(Items in a dataset)
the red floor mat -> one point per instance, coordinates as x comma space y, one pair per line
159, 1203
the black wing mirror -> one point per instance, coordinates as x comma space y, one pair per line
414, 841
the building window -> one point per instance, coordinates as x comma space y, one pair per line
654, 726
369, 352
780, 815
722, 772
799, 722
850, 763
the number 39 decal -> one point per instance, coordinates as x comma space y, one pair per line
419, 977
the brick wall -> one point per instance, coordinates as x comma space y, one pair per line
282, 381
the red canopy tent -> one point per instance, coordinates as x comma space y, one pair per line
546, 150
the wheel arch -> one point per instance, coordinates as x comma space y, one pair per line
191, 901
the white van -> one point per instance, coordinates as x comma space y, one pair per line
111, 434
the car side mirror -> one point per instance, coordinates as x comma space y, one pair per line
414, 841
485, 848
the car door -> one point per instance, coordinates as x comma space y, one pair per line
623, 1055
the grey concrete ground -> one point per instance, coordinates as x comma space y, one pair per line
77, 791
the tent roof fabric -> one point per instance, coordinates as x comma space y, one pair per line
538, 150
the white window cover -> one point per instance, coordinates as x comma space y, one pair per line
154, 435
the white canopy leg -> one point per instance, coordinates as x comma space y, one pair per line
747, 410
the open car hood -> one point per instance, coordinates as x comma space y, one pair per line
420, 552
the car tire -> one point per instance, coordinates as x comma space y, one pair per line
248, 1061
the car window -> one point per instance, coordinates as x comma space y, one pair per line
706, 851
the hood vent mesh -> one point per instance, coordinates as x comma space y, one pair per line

--

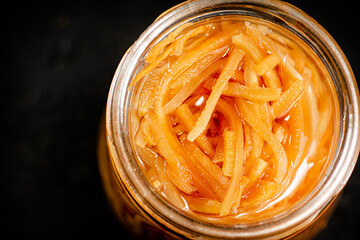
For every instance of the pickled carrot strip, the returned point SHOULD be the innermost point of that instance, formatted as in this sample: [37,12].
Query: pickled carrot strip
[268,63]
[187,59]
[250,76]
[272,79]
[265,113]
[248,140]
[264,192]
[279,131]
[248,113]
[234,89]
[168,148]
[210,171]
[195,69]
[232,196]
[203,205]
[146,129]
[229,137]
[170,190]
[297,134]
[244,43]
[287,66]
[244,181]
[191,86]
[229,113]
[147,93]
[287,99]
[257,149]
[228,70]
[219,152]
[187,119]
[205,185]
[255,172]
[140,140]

- **Set task**
Filter the lines above down to those that hold the word "pickled", and copy each one. Case counts.

- **Result of this exercise**
For every instance of the pickled carrot strip, the returned point SHOULD be the innermost point of that instance, formatted as in this sample: [37,12].
Query: pickled carrot strip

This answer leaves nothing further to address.